PASSAGE TO READ =>
Classic and Modern Weimar in 24 Hours
Weimar in 24 hours is brought to you courtesy of my middle-of-summer Germany stay-cation. This summer, I volunteered to work at a festival which is taking place in Weimar. Great, I thought, Weimar, a place literally close to my heart, great for history, Germany culture, etc. etc.
Although it is not a major itinerary item for most visitors to Germany, it makes a nice stopover on your Germany trip, and it’s not too crowded even at the height of summer! So, here is how to to the best of Weimar in 24 hours.
Table of Contents
Why visit ? And can you see Weimar in 24 hours?
In a nutshell, Weimar is known throughout Germany for three pretty separate things.
Firstly, for the period “Weimarer Klassik”, influenced by the quartet of writer-philosophers Johan Wolfgang von Goethe, Friedrich Schiller, Johann Gottfried von Herder and Christoph Martin Wieland. They are important representatives of the period of Enlightenment, finding its way into split and scattered Germany very late. Interestingly, the period in Weimar was kicked off by a rather open minded monarch, the Countess Anna Amalia of SAchsen-Weimar-Eisenach who asked Wieland to teach her sons. Goethe followed – initially also as a teacher, but later as the secretary, chief garden planner and librarian to the countess.
Secondly, for being the birthplace of the Bauhaus movement, when Walter Gropius was called to be director of the local arts school and not only did he teach but he also designed them a new building which may not have been that radical, but radical were the ideas he and his contemporaries (Marcel Breuer, Wassily Kandinsky, Paul Klee and many others taught at the school.
And, lastly but sadly, for being the site of the largest concentration camps in Germany during the National Socialist and Soviet regimes. Parts of the camp have been preserved as a museum. It is one of the most thorough and most detailed museums on the National Socialist Regime – having said, that, I have been to Terezin and Mittelbau-Dora and cannot compare with any of the others but Buchenwald was certainly the most haunting one.
To see, everything, absolutely everything Weimar has to offer, you can go to the Website of the “Stiftung Klassik Weimar” which is quite tidy with an English option and sometimes up to date opening times. Make you rown Weimar in 24 hours itinerary. The one below offers a bit of classic, a bit of modern Weimar, most of it free, with plenty of walking in green spaces and pit stops along the way.
Arrival and Orientation
Chances are, you will arrive by train. Outside the train station is a large bus stop – most buses will go to central Goetheplatz.
The Goetheplatz is dominated by the large Deutsches Nationaltheater and a larger-than-life statue of Goethe and Schiller, real life mates and crowd pullers of Weimar. It was erected just a few years after the death of Goethe in 1832. The theatre is very active most of the year except summer but unfortunately unless you are able to understand German, there isn’t much to garner your interest – you might catch an Offenback operetta, Clockwork Orange or a concert if you are lucky but most is spoken word rather than music.

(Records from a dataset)
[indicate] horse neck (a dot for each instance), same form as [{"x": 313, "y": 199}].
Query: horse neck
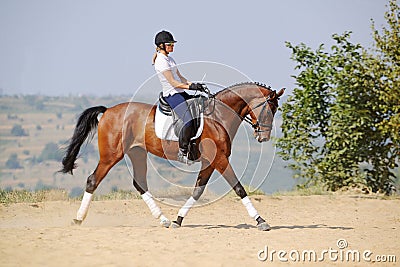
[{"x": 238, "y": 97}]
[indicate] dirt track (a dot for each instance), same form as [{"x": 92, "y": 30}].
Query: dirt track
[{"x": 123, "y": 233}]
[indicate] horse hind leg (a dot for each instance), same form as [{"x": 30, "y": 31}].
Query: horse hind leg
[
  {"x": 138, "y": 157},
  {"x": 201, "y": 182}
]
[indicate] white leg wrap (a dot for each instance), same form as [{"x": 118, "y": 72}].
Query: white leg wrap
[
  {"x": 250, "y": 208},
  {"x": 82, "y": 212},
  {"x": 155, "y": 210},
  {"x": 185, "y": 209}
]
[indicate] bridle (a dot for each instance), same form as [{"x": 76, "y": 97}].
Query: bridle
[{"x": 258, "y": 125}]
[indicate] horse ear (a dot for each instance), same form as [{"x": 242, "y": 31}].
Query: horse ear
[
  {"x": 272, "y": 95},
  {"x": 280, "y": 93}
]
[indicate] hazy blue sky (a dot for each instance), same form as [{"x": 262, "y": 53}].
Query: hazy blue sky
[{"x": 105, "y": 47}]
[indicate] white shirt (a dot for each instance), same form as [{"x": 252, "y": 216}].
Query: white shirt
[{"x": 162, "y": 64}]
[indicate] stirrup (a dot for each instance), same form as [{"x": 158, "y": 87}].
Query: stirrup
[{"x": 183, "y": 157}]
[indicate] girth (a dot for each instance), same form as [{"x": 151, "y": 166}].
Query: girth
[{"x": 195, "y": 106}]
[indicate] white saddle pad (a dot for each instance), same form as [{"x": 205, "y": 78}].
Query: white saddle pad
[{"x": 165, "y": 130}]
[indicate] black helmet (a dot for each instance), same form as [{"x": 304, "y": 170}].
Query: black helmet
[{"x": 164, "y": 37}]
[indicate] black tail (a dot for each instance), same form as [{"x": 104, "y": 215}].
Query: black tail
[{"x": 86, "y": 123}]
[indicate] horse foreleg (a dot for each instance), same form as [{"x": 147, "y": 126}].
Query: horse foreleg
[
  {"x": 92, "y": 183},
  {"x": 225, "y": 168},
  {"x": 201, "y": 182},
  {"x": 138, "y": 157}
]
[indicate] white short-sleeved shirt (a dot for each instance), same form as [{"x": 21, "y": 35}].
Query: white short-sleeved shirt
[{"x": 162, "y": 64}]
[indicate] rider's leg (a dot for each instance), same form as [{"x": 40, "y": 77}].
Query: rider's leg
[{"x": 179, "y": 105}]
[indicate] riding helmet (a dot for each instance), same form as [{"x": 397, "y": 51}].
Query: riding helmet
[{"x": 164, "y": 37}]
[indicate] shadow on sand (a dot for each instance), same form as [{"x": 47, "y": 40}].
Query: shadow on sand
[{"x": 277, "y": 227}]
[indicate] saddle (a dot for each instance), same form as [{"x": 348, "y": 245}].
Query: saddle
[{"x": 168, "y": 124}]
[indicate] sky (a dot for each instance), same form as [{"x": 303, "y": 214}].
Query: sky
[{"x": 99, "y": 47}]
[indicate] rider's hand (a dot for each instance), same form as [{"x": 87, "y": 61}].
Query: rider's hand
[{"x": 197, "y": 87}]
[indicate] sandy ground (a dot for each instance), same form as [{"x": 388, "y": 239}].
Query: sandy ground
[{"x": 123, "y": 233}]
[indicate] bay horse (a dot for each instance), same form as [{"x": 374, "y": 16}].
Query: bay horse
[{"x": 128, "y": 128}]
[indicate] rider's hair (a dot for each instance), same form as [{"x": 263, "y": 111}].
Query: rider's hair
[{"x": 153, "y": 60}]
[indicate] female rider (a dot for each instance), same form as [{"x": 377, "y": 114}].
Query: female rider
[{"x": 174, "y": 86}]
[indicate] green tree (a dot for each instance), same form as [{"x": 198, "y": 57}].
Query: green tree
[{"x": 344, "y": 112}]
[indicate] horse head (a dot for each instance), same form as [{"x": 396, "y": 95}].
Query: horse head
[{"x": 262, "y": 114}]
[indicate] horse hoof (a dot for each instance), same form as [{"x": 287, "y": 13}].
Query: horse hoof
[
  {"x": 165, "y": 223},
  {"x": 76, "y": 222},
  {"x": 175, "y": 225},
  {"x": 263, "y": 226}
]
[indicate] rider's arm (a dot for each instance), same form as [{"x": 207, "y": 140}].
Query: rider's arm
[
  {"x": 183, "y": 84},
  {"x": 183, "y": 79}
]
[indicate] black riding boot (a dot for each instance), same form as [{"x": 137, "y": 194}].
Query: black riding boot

...

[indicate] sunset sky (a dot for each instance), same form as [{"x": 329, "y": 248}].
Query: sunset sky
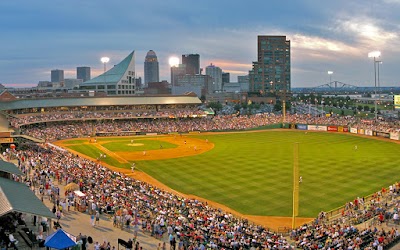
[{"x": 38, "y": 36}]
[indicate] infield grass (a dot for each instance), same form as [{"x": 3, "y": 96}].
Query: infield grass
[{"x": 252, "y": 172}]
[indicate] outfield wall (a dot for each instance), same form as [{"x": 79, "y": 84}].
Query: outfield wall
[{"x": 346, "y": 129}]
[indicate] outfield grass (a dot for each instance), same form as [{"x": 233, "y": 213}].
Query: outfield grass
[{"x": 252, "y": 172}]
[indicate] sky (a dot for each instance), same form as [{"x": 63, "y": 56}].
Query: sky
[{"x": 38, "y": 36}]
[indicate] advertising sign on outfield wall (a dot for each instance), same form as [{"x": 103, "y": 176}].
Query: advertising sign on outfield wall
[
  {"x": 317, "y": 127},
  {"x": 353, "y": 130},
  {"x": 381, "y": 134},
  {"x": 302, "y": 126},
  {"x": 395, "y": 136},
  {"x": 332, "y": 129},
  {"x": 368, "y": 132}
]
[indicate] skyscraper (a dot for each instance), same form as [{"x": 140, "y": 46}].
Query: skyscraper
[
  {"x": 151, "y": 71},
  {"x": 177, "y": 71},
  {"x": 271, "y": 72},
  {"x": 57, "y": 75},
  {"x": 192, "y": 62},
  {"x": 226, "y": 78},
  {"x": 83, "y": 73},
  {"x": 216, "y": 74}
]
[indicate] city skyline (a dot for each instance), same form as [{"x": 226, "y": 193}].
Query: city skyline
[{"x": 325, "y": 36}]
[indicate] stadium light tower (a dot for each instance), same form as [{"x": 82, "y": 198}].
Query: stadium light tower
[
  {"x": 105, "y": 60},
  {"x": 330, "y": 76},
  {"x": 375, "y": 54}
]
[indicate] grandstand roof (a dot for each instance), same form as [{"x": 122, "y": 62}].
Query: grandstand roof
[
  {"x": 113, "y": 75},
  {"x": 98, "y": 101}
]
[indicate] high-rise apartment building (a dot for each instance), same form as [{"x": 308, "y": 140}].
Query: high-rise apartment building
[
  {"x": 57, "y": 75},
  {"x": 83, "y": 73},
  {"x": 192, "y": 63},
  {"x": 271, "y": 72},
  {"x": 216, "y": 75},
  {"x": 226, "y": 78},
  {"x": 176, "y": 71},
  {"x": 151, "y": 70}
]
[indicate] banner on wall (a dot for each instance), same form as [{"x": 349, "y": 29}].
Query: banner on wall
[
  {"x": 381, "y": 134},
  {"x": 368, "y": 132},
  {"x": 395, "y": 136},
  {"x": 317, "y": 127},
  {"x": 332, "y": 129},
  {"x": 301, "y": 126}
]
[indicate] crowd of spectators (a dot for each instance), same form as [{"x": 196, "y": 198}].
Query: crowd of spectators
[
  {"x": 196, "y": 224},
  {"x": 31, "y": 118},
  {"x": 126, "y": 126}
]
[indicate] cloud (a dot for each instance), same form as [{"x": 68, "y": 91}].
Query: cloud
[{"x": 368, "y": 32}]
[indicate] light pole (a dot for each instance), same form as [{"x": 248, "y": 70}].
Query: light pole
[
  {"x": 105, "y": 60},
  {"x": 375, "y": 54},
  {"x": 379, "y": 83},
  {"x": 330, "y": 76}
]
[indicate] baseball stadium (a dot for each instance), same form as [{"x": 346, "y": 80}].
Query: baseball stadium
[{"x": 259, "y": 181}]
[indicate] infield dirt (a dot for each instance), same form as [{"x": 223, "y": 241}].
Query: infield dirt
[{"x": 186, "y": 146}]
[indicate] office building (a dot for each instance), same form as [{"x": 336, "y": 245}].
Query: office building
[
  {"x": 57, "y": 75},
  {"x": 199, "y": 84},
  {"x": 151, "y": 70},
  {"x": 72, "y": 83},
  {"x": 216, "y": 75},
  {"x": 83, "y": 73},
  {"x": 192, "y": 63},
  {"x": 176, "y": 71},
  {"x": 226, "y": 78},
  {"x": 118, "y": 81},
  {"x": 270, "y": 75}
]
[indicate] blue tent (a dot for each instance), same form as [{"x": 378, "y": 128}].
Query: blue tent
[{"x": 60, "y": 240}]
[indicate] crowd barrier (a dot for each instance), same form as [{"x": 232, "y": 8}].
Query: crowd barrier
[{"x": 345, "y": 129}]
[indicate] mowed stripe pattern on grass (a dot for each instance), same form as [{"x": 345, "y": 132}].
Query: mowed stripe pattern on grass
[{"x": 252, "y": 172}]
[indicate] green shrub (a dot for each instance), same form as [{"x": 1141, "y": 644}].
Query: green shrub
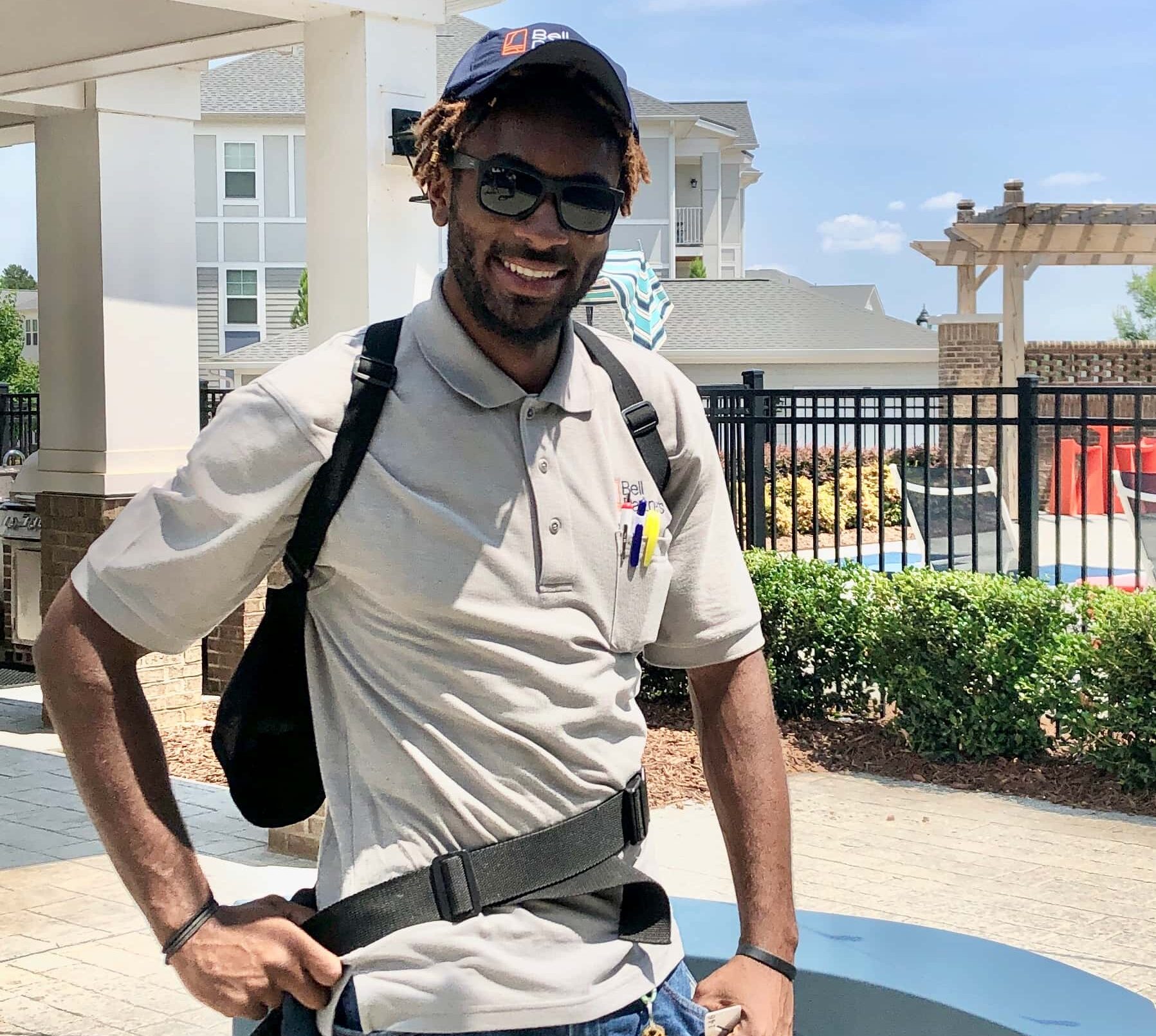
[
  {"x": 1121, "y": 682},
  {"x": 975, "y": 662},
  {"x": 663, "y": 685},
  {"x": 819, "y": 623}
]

---

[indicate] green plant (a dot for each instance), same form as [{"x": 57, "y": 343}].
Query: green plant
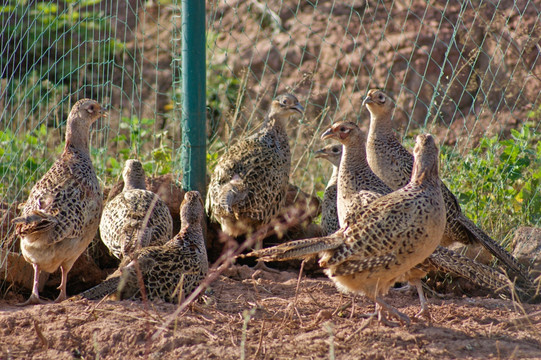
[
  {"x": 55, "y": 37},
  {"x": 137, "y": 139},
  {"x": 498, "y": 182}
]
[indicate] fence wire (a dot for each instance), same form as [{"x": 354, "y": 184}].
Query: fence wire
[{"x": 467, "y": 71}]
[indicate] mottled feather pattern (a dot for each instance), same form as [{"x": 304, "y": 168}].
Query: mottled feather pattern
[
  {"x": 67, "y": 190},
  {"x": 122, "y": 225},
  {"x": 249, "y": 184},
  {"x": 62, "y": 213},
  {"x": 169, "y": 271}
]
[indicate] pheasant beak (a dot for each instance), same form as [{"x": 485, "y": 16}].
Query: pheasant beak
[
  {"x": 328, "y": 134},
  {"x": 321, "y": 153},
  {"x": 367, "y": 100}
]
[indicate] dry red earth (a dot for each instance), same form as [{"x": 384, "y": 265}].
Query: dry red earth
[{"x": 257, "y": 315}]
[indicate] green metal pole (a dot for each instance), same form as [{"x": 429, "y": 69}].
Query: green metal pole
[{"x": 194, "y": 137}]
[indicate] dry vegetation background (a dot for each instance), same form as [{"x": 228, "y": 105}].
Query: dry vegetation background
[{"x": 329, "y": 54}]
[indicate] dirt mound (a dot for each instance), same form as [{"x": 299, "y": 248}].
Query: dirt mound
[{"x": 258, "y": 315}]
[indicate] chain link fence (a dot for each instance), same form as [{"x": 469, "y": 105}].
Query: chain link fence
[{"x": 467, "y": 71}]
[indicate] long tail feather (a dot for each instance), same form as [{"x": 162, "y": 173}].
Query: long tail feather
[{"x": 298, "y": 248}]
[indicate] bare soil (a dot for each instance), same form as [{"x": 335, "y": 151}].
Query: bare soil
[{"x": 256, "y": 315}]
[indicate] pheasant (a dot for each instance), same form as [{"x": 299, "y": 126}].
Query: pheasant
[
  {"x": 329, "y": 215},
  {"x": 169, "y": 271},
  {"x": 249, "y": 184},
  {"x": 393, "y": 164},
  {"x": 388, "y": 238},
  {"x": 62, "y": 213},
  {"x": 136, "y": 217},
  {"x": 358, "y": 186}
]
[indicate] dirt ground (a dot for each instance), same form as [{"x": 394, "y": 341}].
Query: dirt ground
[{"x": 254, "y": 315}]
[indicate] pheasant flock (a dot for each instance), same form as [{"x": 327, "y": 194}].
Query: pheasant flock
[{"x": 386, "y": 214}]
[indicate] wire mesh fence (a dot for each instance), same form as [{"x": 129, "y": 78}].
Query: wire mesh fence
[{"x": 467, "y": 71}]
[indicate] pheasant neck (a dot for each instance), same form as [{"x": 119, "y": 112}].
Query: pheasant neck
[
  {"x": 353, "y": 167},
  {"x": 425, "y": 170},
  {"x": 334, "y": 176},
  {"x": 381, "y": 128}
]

INSTRUCTIONS FOR THE TASK => In the Weimar travel guide above, who was called to be director of the local arts school when the Bauhaus movement began there?

RESPONSE TO THIS TASK => Walter Gropius